> _EXCERPTED PASSAGE_

# Drying Corn



## BlackParacord (Jul 23, 2012)

Hey everyone! I have a quick question that I'd like your input on. 

I'm doing pretty good on my preps, but I haven't stored any dried corn yet so I'm turning my attention to that.

Corn on the cob is really cheap right now in my area and I'm wondering if it would be worth my time to buy a ton and dry it myself, or if I should just buy it prepackaged?

I've never dried corn before and I have no idea how. I usually just buy corn meal or buy it in small amounts and grind it.

Any advice from you seasoned corn veterans would be appreciated! ;-)


----------



## goshengirl (Dec 18, 2010)

Hey BP,

Something to consider would be buying 50# bags of corn from Honeyville Grain (their shipping is under $5 regardless of weight). There are folks who buy bags of grain from local feed sources, and I think 'more power to them.' But when it comes to stuff like that, I'm too much of a rookie and don't know what I'm doing, but at least when I buy the big bags on sale from a food place, I feel more comfortable. You can get food grade buckets locally (tractor supply, lowes), as well as gamma lids (home depot), and you can get mylar bags and oxy absorbers online.

If you want to try drying it yourself, you can always try that (and it's always good to know how, right?) This is the first year we've had corn produce in the garden, and I've dried two different ways. The first is to shuck the corn and use a dehydrator - this takes a really long time (and I can't help but think of the energy used). My preferred way is to peel the husks back - but keep them on - and get rid of the silks, then tie up several ears of corn by the husks and hang them up to dry. This takes a REALLY long time, lol, but no energy being used. 

Hope that helps!


----------



## OldCootHillbilly (Jul 9, 2010)

Feed grade corn got a bit more dirt an cob an such then food grade. Ya just gotta clean it up a bit.

As ta dryin, be lots a work cuttin it offin the cob an all, but it can be done. I beleive ya gotta blanch it a bit before dryin to. What I do is simply get canned corn, all the work be done fer ya. Drain it, spread out on the dehydrater trays an dry it rock hard. Pub mine in vac sealed mason jars er vac bags would work to. Lots easier. I can get corn at a dent store fer 25 cents a can an sometime he'll do even better ifin I'm buyin by the case.

I then have corn what can be rehydrated fer corn er ground in my hand mill fer meal. Makes really good corn bread.


----------



## JustCliff (May 21, 2011)

I guess you are going to use it for making cornbread and such. i would try and buy some field corn from a local farmer for this year. Maybe plant your own next year and let it dry in the field.

> _OBJECTIVE_
Extract the passage from the thread on drying corn that begins at the words "Corn on the" and stops after "and grind it.".

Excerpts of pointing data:
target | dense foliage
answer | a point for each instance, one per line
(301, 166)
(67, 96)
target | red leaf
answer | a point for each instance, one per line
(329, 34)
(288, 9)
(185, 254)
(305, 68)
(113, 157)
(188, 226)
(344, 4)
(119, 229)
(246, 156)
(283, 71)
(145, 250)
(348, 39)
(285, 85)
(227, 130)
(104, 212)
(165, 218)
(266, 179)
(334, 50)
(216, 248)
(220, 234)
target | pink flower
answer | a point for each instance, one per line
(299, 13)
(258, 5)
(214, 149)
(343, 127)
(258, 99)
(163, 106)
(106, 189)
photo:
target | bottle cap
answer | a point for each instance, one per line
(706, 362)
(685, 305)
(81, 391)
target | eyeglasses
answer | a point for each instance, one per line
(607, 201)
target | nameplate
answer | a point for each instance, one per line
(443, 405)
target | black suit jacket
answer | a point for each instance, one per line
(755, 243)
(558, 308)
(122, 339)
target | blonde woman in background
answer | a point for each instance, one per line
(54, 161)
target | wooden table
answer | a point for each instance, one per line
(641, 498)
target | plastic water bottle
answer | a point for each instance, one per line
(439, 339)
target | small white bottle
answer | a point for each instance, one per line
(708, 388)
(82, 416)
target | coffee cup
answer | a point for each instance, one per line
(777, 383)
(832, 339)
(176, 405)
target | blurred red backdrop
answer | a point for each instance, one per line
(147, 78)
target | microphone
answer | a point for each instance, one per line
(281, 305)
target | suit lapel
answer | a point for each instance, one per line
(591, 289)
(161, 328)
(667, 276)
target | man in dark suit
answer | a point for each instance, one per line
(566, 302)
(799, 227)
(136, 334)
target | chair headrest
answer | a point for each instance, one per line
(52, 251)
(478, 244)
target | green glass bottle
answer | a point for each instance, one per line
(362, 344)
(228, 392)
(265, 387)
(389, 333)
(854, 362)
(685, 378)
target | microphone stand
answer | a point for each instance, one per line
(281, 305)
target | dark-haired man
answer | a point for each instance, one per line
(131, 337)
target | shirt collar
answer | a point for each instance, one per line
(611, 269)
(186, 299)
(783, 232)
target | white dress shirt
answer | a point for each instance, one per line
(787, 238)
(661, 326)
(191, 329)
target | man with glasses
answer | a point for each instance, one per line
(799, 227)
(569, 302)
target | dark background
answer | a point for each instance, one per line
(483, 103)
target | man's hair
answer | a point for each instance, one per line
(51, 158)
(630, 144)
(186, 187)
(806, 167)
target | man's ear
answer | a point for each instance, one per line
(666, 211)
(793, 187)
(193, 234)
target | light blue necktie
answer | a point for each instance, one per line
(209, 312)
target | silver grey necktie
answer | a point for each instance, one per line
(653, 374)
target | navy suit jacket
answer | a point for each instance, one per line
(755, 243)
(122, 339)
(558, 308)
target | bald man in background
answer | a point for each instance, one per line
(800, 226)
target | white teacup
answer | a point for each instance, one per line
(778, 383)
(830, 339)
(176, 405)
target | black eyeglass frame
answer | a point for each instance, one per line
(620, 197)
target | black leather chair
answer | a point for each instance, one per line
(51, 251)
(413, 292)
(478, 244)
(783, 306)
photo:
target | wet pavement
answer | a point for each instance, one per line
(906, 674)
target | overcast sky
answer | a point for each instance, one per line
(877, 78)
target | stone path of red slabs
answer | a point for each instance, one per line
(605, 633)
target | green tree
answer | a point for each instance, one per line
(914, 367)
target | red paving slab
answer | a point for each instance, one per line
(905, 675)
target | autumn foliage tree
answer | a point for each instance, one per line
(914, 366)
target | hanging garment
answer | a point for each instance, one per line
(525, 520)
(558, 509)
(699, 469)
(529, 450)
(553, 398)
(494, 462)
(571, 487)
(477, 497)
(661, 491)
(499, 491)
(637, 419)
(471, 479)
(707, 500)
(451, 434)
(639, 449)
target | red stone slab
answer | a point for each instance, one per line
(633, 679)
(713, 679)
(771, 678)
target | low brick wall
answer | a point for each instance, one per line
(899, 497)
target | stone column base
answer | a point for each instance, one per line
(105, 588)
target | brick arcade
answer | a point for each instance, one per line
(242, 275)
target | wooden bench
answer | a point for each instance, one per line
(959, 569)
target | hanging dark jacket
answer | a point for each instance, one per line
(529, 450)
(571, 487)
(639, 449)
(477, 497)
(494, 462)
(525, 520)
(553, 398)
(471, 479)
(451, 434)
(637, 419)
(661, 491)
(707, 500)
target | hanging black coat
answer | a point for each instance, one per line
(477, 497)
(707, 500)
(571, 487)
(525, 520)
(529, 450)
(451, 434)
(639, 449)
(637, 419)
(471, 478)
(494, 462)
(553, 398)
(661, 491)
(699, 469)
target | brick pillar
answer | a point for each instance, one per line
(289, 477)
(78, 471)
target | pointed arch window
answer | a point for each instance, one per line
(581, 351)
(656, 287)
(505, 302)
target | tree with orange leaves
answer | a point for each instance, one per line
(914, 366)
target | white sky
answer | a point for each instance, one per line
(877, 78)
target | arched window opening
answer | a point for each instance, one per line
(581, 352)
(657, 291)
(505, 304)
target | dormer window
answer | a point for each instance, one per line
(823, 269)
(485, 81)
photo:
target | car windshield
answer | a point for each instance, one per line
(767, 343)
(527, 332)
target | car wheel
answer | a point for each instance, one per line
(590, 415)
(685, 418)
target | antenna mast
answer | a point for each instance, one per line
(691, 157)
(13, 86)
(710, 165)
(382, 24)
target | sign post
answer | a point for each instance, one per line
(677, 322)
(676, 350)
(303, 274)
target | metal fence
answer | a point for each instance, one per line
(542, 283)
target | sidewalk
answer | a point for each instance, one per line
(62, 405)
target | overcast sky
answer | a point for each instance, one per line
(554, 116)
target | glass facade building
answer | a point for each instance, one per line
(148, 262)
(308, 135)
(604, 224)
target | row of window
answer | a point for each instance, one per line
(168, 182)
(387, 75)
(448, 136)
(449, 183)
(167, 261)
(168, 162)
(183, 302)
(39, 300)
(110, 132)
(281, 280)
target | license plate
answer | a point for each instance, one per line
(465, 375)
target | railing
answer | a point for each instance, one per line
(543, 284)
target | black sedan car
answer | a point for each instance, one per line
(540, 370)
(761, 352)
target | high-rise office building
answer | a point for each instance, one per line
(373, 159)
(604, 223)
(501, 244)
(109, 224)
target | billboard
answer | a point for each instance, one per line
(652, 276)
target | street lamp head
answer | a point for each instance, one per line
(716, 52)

> _SOLUTION_
Corn on the cob is really cheap right now in my area and I'm wondering if it would be worth my time to buy a ton and dry it myself, or if I should just buy it prepackaged?

I've never dried corn before and I have no idea how. I usually just buy corn meal or buy it in small amounts and grind it.